What you will do:
• a. Copy the stretch of the infertility post from "I had posted" through "the news ahead.".
• b. Answer these questions from the infertility post:
(i) What had the writer always assumed the problem was?
(ii) What did the doctor find on the writer's ovaries?
(iii) How long had it been since the writer last breastfed?
• c. Continue the post about the infertility diagnosis from where it stops.

I had posted earlier about finally seeing the light at the end of the tunnel in terms of being infertile, we finally got some results back from the doctor and it wasn’t good. I got home one day after work and there was a message for me. The nurse had called and said that I needed to come and see the doctor asap to discuss my test results. To be honest, I had always thought it was a thyroid problem, but I wasn’t so lucky.
“So I’ve gone over your test results and your uterus looks healthy, your kidneys are great, your thyroid is fine, but your ovaries have cysts on them and your hormones are out of whack,” my doctor tells me.
“Ok…what does that mean?” I tremble a little bit. I shift a little in my chair, trying to brace myself for the news ahead.
“Are you still breastfeeding?” he asks.
“No. I haven’t breastfed in 3 years.”
“Well your prolactin levels are extraordinarily high and you basically have no estrogen left in your body. As it stands now, you are not ovulating and you cannot get pregnant. You have healthy eggs, but your ovaries are not releasing them. This is likely why you lost your last baby. Your body doesn’t have the proper hormones to maintain a pregnancy right now.”
“Ok,” I choke. “What’s the plan from here?” All I can think is this cannot be happening to me.
I am being sent to an endocrinologist who is going to let me know if some type of medication will regulate this and maybe, just maybe, I may be able to have one more child. I walked out of the office, somewhat dumbfounded. Still in shock, I boarded the bus and headed to work. I tried to choke back the tears, but “as it stands now, you are not ovulating and you cannot get pregnant” keeps playing over and over again in my head. I get to work and they ask me how it went and I break down. I was given the rest of the day off to collect myself. I felt and still feel betrayed by my body. To add insult to injury, it happened right before mother’s day. A person can only take so much.

Entries shown:
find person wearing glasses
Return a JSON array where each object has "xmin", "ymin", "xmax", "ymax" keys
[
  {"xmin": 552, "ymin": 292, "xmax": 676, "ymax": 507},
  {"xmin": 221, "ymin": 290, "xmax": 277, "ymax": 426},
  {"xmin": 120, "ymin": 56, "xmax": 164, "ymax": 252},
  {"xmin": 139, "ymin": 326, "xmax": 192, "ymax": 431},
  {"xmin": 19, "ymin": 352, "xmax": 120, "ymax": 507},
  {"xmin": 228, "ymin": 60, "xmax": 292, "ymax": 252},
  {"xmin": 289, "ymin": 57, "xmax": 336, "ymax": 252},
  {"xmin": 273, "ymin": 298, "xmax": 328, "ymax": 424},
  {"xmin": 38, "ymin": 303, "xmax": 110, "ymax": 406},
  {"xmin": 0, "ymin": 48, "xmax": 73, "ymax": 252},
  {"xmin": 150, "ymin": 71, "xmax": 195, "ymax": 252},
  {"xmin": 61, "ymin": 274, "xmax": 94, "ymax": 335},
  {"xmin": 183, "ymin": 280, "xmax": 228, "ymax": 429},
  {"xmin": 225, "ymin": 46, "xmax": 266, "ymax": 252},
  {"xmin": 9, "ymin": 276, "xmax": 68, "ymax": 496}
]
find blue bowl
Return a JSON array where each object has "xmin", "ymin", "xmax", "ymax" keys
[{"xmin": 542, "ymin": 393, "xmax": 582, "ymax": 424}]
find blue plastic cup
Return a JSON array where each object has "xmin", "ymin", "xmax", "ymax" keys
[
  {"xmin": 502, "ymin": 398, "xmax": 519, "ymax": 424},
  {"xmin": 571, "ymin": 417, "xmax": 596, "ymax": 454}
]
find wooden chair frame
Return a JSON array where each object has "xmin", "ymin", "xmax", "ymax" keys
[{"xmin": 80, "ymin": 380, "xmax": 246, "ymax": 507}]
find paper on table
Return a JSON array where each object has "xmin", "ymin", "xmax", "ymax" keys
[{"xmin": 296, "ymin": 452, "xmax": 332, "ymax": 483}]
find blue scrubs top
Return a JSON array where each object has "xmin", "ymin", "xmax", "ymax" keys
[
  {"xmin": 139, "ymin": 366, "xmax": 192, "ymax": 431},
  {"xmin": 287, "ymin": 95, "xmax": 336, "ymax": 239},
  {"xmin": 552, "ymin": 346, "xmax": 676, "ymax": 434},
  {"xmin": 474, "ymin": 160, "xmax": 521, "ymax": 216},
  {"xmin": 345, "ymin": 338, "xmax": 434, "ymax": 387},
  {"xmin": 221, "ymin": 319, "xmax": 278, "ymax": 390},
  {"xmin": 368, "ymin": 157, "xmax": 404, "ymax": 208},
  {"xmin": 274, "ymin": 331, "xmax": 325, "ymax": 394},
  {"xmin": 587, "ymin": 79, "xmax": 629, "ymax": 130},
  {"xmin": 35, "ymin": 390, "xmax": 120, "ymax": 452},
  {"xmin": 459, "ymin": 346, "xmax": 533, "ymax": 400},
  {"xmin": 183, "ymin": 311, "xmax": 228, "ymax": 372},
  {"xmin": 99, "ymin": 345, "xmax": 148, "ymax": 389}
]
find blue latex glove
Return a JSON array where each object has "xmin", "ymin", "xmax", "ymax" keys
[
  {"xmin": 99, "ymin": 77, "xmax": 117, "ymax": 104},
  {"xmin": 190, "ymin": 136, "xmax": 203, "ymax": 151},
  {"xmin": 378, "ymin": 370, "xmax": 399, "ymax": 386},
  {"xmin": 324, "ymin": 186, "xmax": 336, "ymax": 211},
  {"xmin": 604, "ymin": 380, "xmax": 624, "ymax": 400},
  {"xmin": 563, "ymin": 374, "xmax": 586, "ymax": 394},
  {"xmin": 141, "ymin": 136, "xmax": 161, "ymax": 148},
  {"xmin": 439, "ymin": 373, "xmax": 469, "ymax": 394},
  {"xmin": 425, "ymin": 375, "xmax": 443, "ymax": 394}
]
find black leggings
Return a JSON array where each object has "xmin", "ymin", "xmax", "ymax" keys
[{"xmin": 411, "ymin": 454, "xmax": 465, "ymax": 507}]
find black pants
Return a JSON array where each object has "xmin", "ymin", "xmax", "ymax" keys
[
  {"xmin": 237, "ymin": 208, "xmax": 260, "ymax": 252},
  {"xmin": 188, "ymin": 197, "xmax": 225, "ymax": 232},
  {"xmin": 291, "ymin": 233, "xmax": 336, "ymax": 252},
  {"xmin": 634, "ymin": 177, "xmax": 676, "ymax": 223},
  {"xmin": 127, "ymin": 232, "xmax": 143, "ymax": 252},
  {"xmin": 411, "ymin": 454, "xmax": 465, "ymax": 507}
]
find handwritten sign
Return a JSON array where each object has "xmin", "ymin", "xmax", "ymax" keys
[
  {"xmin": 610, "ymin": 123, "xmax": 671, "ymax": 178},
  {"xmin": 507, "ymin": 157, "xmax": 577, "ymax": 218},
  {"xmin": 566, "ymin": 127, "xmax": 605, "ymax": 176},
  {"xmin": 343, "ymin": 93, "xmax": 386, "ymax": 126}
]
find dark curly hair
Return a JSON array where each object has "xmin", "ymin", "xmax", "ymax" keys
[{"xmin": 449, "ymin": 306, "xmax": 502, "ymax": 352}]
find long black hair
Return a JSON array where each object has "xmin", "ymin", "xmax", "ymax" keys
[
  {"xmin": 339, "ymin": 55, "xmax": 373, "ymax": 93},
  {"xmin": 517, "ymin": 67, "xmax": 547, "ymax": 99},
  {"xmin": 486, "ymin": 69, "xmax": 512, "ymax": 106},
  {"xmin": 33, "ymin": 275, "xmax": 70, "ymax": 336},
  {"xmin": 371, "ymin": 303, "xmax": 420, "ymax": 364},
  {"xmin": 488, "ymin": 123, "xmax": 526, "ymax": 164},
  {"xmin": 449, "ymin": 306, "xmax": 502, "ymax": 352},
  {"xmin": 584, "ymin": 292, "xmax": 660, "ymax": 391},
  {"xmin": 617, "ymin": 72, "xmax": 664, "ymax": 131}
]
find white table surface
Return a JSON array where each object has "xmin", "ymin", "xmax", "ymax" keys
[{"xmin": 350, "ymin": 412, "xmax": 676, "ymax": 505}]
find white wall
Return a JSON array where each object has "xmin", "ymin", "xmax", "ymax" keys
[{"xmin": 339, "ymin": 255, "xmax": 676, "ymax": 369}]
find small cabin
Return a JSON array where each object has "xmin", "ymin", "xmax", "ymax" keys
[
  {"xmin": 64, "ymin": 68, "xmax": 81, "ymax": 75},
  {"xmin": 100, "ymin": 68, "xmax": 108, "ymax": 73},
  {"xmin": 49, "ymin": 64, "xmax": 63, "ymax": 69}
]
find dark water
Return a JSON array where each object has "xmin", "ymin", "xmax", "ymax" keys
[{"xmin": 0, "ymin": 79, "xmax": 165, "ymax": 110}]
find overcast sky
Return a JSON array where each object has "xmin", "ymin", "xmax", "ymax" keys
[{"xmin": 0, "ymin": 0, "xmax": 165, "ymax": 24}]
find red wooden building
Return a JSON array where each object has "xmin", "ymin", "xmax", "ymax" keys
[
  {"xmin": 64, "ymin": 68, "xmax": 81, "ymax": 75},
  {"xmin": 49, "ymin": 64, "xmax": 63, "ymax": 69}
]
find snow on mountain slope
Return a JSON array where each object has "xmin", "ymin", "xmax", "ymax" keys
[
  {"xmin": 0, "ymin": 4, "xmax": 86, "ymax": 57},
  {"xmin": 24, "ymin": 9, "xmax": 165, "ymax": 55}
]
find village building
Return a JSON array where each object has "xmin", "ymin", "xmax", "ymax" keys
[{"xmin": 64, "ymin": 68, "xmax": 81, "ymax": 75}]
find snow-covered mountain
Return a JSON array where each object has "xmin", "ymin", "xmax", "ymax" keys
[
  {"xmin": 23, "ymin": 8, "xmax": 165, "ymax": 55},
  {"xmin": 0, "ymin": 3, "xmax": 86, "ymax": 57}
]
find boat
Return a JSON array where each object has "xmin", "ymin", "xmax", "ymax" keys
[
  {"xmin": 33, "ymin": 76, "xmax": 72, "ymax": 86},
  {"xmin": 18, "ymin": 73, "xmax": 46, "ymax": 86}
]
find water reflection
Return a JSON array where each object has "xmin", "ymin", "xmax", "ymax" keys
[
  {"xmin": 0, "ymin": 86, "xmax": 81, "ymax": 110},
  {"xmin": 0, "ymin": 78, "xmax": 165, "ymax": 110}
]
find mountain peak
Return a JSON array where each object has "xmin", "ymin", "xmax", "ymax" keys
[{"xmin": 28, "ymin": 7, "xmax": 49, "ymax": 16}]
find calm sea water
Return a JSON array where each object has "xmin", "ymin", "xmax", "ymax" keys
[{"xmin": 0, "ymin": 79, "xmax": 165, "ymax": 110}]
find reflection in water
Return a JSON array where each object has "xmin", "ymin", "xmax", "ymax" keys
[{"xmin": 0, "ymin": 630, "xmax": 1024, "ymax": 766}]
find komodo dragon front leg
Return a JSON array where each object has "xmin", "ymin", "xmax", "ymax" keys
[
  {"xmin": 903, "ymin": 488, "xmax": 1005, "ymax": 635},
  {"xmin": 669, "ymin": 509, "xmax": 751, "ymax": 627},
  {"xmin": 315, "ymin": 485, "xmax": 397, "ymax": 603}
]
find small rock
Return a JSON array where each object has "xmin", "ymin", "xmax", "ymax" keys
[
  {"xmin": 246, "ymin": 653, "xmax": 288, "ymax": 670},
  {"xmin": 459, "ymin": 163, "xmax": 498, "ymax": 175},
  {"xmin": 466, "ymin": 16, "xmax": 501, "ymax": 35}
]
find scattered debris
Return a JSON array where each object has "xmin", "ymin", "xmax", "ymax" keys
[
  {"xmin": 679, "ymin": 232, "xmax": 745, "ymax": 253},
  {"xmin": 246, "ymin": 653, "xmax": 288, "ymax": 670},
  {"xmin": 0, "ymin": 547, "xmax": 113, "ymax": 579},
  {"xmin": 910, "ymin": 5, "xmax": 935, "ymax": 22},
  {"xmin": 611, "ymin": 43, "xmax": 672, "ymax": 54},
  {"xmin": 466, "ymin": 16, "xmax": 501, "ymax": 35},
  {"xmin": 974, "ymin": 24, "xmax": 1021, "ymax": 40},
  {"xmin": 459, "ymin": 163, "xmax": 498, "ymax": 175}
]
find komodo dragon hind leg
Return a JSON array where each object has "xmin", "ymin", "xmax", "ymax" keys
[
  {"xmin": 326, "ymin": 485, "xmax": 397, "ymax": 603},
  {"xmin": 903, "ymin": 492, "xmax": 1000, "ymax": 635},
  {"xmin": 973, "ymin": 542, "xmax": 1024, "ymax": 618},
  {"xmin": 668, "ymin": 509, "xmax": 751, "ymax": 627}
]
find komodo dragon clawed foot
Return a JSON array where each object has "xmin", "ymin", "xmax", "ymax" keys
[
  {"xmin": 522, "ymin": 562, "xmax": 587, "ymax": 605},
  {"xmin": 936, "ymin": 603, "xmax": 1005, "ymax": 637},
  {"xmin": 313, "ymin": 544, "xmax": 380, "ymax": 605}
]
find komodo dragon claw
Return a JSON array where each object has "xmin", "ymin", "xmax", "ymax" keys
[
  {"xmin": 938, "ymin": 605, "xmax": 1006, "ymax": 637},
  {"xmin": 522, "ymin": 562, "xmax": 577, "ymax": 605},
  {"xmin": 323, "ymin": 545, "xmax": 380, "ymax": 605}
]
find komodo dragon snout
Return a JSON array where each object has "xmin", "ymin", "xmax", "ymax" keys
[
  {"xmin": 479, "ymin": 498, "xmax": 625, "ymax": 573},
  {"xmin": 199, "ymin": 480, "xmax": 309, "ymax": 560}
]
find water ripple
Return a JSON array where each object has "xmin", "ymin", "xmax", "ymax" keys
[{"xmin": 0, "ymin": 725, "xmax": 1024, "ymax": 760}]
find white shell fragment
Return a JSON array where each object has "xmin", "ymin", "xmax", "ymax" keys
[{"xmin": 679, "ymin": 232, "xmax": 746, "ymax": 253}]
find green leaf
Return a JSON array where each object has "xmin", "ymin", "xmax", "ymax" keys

Answers to each task:
• a.
I had posted earlier about finally seeing the light at the end of the tunnel in terms of being infertile, we finally got some results back from the doctor and it wasn’t good. I got home one day after work and there was a message for me. The nurse had called and said that I needed to come and see the doctor asap to discuss my test results. To be honest, I had always thought it was a thyroid problem, but I wasn’t so lucky.
“So I’ve gone over your test results and your uterus looks healthy, your kidneys are great, your thyroid is fine, but your ovaries have cysts on them and your hormones are out of whack,” my doctor tells me.
“Ok…what does that mean?” I tremble a little bit. I shift a little in my chair, trying to brace myself for the news ahead.

• b.
(i) A thyroid problem.
(ii) Cysts.
(iii) Three years.

• c.
I called hubby to let him know and when he gets home, he gives me the one thing I truly need. A shoulder to cry on. I have to say I love the way he listens without voicing his opinion. He knows I just need a day to rant and cry and get my feelings out. He doesn’t try to tell me that everything will turn out ok. He just lets me feel, and that’s all I need right now to get me through this. I have been given instructions to reduce my stress levels as that can worsen my prolactin levels as it stands and allow myself to have some “me time”. So while I am still waiting to see what the specialist has to say, I have to say I feel like the glimmer of hope is beginning to fade. Now this evening, I did have a bird poop on my shoulder, and it is supposed to be good luck, and I hope so, because God only knows I could really use some right now.